▸ Do this
Shift every coordinate in the answers up by 51, then write out again, requests included, the lines of the listing below from the one containing "Expected: for every instance of the handcuffs, one" through the end of the listing, both ends included. Leave the pictures out.

▸ Material for the task
— BEGIN —

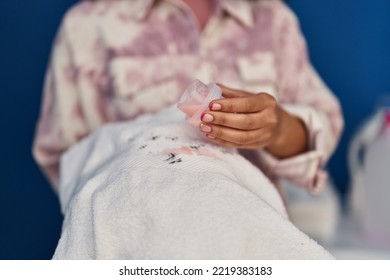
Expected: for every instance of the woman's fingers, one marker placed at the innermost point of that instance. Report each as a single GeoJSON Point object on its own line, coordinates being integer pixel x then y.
{"type": "Point", "coordinates": [250, 103]}
{"type": "Point", "coordinates": [242, 138]}
{"type": "Point", "coordinates": [228, 92]}
{"type": "Point", "coordinates": [239, 121]}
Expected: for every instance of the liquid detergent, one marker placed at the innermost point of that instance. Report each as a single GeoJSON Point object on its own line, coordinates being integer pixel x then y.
{"type": "Point", "coordinates": [196, 99]}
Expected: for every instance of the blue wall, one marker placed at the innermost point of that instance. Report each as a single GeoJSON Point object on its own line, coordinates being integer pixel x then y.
{"type": "Point", "coordinates": [349, 43]}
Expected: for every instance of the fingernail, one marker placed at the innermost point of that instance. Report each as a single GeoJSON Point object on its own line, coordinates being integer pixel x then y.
{"type": "Point", "coordinates": [215, 107]}
{"type": "Point", "coordinates": [206, 117]}
{"type": "Point", "coordinates": [205, 128]}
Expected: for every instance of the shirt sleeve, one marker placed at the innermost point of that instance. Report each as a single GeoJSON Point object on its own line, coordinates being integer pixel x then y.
{"type": "Point", "coordinates": [61, 122]}
{"type": "Point", "coordinates": [302, 93]}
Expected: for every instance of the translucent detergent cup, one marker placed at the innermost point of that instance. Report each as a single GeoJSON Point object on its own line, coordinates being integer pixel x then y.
{"type": "Point", "coordinates": [196, 99]}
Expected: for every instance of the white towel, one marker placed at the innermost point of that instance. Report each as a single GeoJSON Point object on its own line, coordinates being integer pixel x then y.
{"type": "Point", "coordinates": [154, 188]}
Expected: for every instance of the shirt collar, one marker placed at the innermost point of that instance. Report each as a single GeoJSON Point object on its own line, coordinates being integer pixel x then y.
{"type": "Point", "coordinates": [239, 9]}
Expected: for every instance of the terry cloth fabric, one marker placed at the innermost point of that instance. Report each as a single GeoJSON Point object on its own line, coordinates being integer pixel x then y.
{"type": "Point", "coordinates": [154, 188]}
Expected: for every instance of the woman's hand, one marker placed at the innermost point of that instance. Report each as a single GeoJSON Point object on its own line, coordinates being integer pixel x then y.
{"type": "Point", "coordinates": [245, 120]}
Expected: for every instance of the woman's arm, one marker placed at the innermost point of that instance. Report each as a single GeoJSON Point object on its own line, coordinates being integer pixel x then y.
{"type": "Point", "coordinates": [246, 120]}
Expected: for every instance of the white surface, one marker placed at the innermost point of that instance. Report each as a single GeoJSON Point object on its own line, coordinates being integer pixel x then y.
{"type": "Point", "coordinates": [348, 243]}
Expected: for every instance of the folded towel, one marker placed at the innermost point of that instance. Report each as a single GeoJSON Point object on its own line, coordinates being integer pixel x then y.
{"type": "Point", "coordinates": [154, 188]}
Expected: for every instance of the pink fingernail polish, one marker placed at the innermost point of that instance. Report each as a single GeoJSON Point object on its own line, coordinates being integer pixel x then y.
{"type": "Point", "coordinates": [205, 128]}
{"type": "Point", "coordinates": [207, 117]}
{"type": "Point", "coordinates": [215, 107]}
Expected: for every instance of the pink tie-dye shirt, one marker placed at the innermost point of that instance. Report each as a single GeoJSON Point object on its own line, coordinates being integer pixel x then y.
{"type": "Point", "coordinates": [114, 60]}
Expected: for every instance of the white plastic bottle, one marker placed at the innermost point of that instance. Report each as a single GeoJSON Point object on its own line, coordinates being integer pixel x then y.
{"type": "Point", "coordinates": [376, 214]}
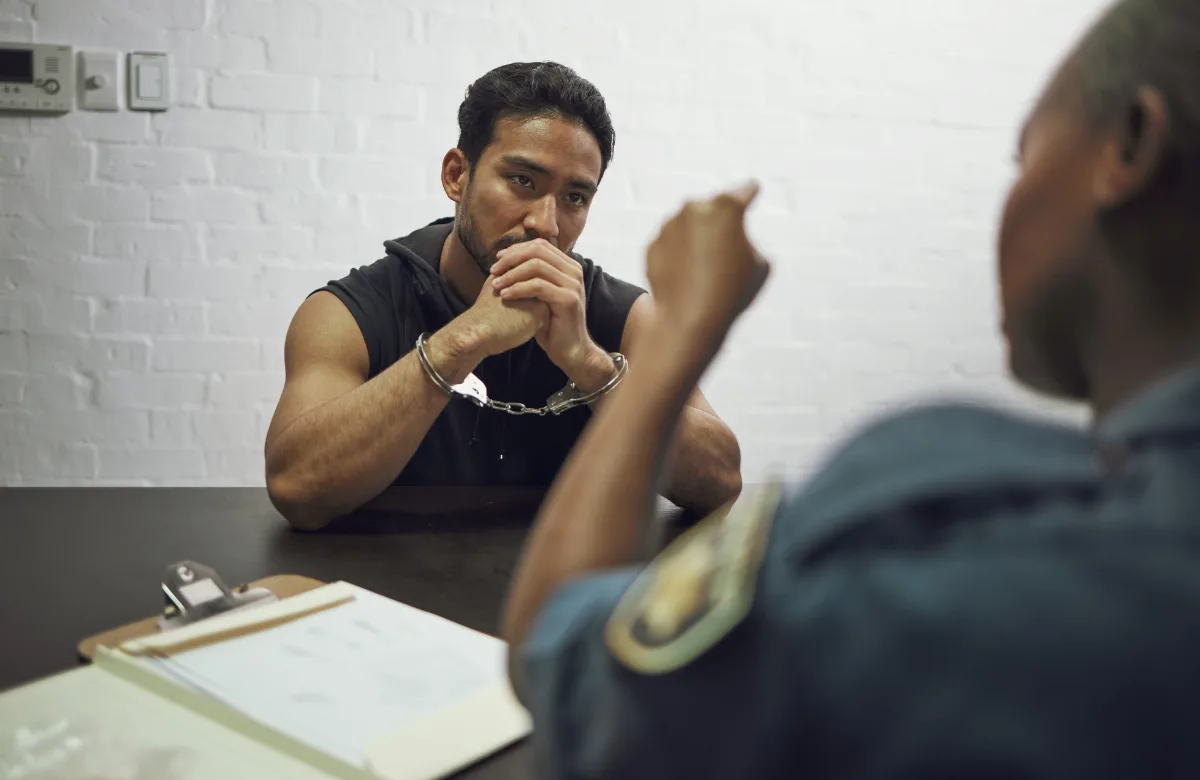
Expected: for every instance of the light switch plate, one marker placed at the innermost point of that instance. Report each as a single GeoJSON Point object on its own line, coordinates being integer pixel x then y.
{"type": "Point", "coordinates": [100, 81]}
{"type": "Point", "coordinates": [149, 79]}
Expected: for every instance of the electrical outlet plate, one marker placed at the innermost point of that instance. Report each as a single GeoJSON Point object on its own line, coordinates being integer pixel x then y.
{"type": "Point", "coordinates": [100, 81]}
{"type": "Point", "coordinates": [149, 81]}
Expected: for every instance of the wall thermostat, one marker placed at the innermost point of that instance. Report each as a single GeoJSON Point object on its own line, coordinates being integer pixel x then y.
{"type": "Point", "coordinates": [36, 78]}
{"type": "Point", "coordinates": [149, 82]}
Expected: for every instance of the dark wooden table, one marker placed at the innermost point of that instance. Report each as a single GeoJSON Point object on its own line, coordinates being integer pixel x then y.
{"type": "Point", "coordinates": [76, 562]}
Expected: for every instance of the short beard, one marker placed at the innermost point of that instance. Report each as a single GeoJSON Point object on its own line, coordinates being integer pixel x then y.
{"type": "Point", "coordinates": [468, 235]}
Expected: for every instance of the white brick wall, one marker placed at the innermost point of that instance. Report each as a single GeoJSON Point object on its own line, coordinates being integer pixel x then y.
{"type": "Point", "coordinates": [149, 264]}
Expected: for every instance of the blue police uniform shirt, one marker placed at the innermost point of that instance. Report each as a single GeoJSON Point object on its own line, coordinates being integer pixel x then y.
{"type": "Point", "coordinates": [958, 593]}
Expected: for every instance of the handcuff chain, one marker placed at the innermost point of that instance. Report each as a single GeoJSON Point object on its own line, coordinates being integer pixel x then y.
{"type": "Point", "coordinates": [473, 389]}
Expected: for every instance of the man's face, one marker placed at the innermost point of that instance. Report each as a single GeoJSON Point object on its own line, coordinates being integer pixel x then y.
{"type": "Point", "coordinates": [535, 179]}
{"type": "Point", "coordinates": [1049, 247]}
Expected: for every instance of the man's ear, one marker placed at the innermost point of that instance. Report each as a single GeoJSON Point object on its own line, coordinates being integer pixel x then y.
{"type": "Point", "coordinates": [455, 174]}
{"type": "Point", "coordinates": [1133, 157]}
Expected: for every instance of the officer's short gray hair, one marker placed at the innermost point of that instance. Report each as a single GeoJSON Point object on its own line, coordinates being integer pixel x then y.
{"type": "Point", "coordinates": [1143, 43]}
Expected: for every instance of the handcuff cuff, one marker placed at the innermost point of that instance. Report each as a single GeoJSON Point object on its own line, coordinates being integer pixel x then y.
{"type": "Point", "coordinates": [474, 390]}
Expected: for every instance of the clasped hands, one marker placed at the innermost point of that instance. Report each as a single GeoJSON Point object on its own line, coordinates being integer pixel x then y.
{"type": "Point", "coordinates": [702, 270]}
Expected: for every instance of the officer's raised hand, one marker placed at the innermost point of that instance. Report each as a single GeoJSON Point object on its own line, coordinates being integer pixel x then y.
{"type": "Point", "coordinates": [702, 269]}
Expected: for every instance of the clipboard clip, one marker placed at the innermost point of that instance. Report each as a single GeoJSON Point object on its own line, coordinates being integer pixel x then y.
{"type": "Point", "coordinates": [195, 592]}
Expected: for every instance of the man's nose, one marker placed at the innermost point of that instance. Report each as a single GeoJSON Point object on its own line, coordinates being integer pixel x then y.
{"type": "Point", "coordinates": [543, 217]}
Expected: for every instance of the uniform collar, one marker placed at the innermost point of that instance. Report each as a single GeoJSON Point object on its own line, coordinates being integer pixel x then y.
{"type": "Point", "coordinates": [1168, 407]}
{"type": "Point", "coordinates": [426, 243]}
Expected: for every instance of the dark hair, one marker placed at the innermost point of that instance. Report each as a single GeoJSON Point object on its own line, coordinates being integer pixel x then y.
{"type": "Point", "coordinates": [1144, 43]}
{"type": "Point", "coordinates": [527, 90]}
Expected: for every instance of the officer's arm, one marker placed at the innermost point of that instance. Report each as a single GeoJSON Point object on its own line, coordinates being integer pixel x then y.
{"type": "Point", "coordinates": [881, 663]}
{"type": "Point", "coordinates": [598, 513]}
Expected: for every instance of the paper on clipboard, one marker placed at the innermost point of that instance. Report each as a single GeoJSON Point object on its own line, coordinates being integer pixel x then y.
{"type": "Point", "coordinates": [375, 683]}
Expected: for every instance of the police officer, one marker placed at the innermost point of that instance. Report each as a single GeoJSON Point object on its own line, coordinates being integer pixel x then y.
{"type": "Point", "coordinates": [958, 593]}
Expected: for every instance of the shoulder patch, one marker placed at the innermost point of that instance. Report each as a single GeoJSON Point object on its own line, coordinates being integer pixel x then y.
{"type": "Point", "coordinates": [696, 591]}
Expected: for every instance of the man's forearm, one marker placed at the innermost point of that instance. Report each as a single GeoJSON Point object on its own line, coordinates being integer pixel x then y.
{"type": "Point", "coordinates": [337, 456]}
{"type": "Point", "coordinates": [598, 511]}
{"type": "Point", "coordinates": [705, 469]}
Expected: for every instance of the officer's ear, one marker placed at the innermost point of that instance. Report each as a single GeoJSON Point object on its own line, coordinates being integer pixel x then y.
{"type": "Point", "coordinates": [1135, 153]}
{"type": "Point", "coordinates": [455, 174]}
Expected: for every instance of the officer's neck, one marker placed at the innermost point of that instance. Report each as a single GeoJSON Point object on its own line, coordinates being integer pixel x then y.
{"type": "Point", "coordinates": [1131, 354]}
{"type": "Point", "coordinates": [460, 271]}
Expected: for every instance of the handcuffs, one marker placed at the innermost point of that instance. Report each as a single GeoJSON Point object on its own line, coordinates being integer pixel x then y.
{"type": "Point", "coordinates": [474, 390]}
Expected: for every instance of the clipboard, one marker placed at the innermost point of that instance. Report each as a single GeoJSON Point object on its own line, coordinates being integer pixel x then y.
{"type": "Point", "coordinates": [282, 586]}
{"type": "Point", "coordinates": [328, 681]}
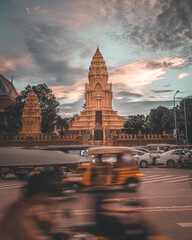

— END —

▸ Answer in full
Expected: for every instance of the handcuffs, one marker placed at the innermost point of that instance. Report each as a single GeoJSON Point object on its own line, coordinates being integer pixel x then y.
{"type": "Point", "coordinates": [525, 441]}
Expected: for every instance of the clipboard, one marker placed at the innermost point of that instance. Report each as a single GeoJSON Point object on its own line, coordinates being integer pixel x then y.
{"type": "Point", "coordinates": [333, 637]}
{"type": "Point", "coordinates": [379, 732]}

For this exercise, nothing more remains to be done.